* _EXERCISE DESCRIPTION_: Write out the listing again from the line that has "Where can the lower" through the line that has "column 257, row 236", substituting "Object" for "Target" and leaving everything else unchanged.

* _Named object pointing entries_:
• • •
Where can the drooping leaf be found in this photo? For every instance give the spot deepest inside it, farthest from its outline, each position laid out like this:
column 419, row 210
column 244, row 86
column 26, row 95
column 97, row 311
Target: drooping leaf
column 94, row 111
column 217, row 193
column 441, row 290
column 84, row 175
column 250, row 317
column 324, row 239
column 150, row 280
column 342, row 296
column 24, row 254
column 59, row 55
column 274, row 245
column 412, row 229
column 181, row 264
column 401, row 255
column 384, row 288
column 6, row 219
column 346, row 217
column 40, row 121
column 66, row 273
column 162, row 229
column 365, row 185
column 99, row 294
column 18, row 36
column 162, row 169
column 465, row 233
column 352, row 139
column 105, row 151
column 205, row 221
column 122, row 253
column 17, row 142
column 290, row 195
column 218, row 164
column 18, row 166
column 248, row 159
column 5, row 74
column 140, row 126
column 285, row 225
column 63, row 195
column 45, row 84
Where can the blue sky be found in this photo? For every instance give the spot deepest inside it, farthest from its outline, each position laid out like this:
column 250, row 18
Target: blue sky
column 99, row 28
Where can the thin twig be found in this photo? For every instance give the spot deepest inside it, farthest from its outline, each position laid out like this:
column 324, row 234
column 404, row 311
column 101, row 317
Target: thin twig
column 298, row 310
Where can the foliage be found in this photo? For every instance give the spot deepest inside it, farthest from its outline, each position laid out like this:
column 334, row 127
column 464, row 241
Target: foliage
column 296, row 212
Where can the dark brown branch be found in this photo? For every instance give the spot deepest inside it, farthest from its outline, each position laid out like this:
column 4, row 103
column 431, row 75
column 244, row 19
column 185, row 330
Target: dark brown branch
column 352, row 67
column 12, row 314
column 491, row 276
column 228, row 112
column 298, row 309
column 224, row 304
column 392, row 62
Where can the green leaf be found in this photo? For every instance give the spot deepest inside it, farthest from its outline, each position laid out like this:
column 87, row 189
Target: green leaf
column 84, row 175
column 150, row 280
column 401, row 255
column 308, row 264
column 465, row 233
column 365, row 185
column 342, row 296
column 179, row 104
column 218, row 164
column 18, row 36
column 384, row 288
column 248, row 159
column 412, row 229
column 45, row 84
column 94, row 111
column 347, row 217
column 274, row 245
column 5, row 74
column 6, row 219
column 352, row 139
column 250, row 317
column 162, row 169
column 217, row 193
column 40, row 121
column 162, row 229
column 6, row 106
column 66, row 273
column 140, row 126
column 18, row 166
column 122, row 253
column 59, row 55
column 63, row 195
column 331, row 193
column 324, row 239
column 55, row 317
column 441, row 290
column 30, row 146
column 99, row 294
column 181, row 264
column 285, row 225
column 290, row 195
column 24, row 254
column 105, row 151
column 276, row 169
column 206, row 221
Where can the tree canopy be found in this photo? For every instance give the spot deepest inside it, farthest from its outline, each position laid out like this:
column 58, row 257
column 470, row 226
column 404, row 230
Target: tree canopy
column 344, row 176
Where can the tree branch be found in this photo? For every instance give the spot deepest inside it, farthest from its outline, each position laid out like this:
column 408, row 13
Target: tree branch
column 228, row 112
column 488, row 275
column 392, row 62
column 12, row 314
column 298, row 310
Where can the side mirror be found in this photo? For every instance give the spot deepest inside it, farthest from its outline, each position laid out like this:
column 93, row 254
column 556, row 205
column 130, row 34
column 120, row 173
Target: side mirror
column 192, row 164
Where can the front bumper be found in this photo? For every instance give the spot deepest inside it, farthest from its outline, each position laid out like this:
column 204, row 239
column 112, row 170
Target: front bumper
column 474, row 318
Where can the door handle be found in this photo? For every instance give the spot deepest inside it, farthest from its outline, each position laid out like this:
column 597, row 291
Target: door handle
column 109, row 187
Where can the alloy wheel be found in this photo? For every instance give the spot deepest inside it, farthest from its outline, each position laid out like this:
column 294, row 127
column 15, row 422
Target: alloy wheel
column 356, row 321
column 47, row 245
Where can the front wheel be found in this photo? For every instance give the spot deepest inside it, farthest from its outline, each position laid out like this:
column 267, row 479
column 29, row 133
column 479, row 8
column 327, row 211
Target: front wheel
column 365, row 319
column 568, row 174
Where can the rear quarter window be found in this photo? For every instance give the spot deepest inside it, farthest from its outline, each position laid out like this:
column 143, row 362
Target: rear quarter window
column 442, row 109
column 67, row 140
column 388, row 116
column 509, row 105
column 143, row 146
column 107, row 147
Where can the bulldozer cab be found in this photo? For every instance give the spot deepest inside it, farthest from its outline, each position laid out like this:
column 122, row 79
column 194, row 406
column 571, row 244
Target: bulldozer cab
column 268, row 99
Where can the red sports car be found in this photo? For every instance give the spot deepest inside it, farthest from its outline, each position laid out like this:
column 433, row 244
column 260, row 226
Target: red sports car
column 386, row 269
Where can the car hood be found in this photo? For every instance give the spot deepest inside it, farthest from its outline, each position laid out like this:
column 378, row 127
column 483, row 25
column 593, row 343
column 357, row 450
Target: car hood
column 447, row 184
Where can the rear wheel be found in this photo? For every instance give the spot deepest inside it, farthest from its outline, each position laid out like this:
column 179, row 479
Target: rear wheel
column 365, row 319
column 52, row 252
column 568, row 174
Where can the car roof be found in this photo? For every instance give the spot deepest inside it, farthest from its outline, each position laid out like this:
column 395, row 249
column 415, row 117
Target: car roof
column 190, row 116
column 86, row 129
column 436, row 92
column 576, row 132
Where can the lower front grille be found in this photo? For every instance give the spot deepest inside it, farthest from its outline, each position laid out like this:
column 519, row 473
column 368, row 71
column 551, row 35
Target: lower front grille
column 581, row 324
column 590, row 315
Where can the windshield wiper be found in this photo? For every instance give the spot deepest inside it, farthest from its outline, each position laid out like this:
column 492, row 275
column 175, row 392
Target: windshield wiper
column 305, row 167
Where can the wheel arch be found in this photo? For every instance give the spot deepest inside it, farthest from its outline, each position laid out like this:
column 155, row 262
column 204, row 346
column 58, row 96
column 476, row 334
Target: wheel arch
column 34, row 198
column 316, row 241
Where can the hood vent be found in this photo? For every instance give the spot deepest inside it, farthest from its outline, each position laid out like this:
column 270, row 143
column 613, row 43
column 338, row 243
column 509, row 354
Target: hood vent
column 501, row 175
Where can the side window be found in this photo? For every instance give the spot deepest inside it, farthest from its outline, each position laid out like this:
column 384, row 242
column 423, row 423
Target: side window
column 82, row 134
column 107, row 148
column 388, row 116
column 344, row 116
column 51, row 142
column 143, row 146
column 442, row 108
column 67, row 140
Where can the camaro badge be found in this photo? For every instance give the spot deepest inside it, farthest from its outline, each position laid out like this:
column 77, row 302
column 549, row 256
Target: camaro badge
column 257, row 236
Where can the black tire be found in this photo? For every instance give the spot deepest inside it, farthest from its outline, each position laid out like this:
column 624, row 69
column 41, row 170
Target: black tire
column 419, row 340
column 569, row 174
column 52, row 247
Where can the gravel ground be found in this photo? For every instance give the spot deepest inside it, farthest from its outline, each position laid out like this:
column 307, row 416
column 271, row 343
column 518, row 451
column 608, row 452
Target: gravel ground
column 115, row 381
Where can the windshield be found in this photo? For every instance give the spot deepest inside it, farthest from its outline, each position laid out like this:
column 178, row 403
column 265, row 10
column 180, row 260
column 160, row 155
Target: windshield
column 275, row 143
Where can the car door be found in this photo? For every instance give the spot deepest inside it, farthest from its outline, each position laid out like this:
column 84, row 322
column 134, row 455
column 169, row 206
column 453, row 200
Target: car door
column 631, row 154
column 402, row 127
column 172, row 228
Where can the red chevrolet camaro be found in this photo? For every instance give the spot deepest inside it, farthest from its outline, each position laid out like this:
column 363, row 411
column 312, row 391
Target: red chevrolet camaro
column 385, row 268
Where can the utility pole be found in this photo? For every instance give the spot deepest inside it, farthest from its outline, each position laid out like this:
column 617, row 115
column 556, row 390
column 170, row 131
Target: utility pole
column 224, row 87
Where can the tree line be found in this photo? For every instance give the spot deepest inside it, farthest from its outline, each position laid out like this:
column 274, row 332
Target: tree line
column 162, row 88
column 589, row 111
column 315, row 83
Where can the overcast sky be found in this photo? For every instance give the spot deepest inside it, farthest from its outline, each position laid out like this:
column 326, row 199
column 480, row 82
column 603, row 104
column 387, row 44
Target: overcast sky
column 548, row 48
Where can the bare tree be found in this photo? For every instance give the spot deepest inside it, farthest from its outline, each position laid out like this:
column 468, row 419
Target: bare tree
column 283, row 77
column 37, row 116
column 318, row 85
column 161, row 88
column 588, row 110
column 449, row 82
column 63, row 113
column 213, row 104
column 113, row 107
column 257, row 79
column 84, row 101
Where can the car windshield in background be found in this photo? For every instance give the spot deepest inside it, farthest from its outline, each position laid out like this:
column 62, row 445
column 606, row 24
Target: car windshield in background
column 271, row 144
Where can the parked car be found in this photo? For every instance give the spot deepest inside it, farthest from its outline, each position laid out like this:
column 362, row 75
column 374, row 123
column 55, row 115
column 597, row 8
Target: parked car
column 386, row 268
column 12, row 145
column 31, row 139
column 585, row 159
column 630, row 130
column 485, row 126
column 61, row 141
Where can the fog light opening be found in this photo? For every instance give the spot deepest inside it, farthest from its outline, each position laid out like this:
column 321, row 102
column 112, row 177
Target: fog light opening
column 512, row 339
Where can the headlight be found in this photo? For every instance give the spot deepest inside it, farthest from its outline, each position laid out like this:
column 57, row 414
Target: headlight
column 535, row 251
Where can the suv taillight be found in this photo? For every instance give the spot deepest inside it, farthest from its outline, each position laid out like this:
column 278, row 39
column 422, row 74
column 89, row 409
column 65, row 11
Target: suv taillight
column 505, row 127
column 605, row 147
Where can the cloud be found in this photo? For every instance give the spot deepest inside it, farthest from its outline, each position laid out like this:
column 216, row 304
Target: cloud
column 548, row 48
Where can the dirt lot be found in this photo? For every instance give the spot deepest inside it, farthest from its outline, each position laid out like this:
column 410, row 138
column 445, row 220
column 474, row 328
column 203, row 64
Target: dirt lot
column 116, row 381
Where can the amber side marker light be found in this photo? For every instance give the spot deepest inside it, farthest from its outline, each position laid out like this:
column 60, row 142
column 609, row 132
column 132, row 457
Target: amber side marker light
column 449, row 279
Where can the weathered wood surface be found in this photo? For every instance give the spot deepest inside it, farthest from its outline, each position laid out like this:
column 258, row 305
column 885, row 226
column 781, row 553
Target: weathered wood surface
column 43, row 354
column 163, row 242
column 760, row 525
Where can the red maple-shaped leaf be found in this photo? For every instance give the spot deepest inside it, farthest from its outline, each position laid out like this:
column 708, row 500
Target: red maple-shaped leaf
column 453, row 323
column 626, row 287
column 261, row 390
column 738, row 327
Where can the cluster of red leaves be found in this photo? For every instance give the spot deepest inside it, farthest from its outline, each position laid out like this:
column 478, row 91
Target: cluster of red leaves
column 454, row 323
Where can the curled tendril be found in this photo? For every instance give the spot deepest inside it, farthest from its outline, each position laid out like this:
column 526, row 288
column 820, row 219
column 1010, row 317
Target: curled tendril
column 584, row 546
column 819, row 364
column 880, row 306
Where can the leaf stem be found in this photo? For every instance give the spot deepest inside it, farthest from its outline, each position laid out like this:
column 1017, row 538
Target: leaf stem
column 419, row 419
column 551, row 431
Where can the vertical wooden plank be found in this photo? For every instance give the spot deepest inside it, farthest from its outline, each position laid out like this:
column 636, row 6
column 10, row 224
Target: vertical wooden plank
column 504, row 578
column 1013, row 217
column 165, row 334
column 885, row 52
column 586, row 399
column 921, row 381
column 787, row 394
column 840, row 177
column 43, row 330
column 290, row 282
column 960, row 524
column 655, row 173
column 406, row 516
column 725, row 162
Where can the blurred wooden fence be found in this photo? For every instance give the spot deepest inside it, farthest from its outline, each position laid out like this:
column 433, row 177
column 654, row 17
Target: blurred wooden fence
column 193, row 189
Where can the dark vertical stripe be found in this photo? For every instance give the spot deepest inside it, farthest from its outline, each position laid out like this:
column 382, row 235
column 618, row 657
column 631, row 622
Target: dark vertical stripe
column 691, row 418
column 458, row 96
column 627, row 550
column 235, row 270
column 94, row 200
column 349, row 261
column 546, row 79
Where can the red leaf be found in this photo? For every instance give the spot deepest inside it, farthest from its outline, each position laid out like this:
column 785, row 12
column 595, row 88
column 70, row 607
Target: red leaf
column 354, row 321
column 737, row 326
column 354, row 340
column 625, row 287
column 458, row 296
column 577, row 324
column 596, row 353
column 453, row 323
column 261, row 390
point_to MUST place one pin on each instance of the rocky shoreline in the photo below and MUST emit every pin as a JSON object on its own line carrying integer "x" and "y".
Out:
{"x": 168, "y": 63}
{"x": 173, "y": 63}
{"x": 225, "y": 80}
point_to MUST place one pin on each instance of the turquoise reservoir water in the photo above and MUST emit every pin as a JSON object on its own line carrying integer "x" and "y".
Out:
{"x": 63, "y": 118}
• • •
* _WRITTEN SOLUTION_:
Where can the lower front grille be found in this photo? For every instance give the spot deepest inside it, farthest from its outline, each position laid out like this:
column 519, row 473
column 368, row 71
column 551, row 35
Object: lower front grille
column 581, row 324
column 590, row 315
Where can the windshield wiper be found in this photo? For every instance give the spot deepest inside it, farthest from its outline, each position laid out like this:
column 492, row 275
column 175, row 392
Object: windshield wiper
column 305, row 167
Where can the wheel arch be found in this photo? For every instance give the spot deepest inside it, farthest from its outline, each position laid out like this:
column 155, row 262
column 204, row 346
column 58, row 96
column 476, row 334
Object: wheel arch
column 34, row 198
column 316, row 241
Where can the hood vent be found in this photo? For every instance give the spot deepest inside it, farthest from its outline, each position laid out like this:
column 270, row 143
column 613, row 43
column 338, row 243
column 509, row 354
Object: hood vent
column 501, row 175
Where can the side window be found in this photo? For every instance give the spot deepest inside it, farthest from its outline, each position laid out like this:
column 384, row 242
column 423, row 423
Object: side window
column 82, row 134
column 107, row 148
column 388, row 116
column 344, row 116
column 51, row 142
column 143, row 146
column 442, row 108
column 67, row 140
Where can the camaro badge be found in this photo? For every instance give the spot deepest inside it, farthest from its outline, each position laid out like this:
column 77, row 302
column 549, row 256
Object: camaro badge
column 257, row 236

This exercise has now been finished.